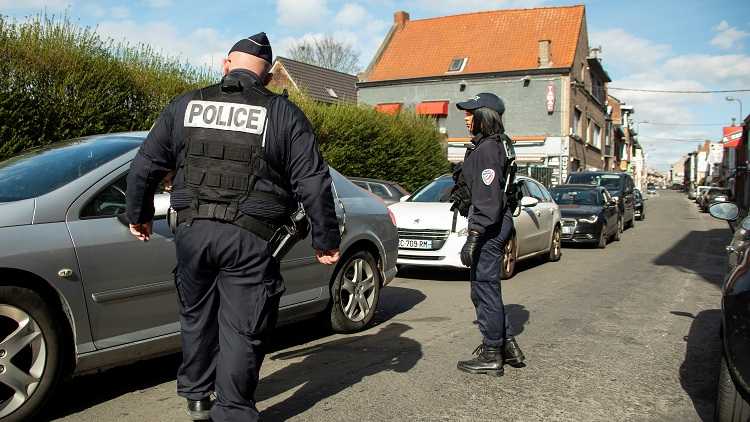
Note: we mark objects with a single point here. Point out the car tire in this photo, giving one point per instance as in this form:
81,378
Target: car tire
----
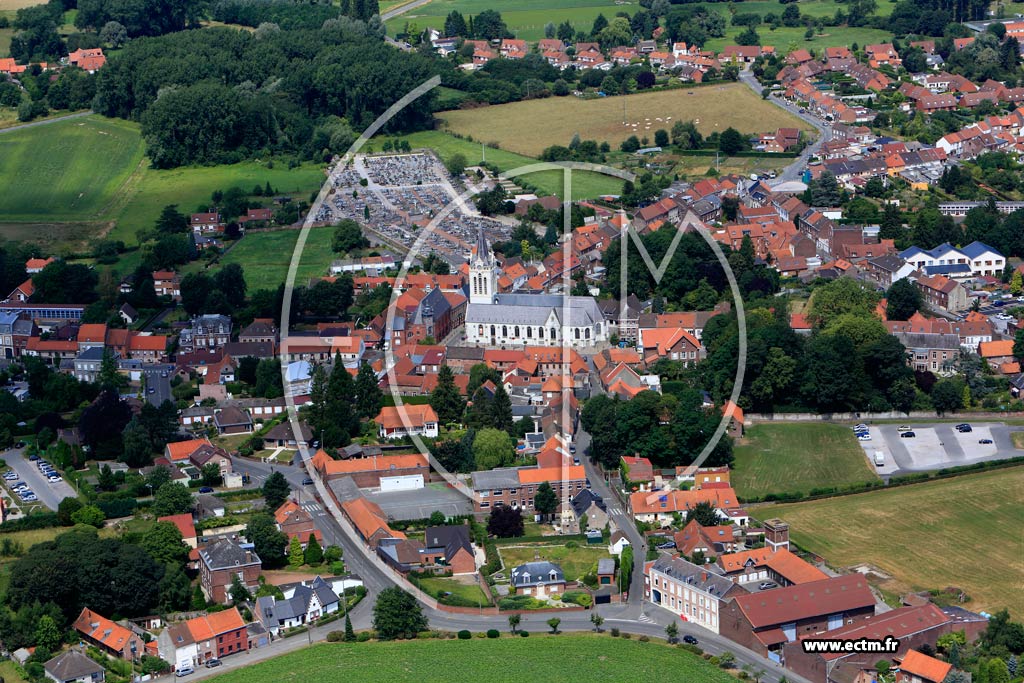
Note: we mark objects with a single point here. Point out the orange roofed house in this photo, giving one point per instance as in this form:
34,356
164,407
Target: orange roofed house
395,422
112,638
----
● Work task
Find the line with "out the car" in the entries above. Retype it and each line after it, exactly, through the line with "Target: car tire", and stop there.

● Written response
Note: we mark objects with a single point here. Point out the car tire in this photo, giving one point per instance as in this form:
81,378
Target: car tire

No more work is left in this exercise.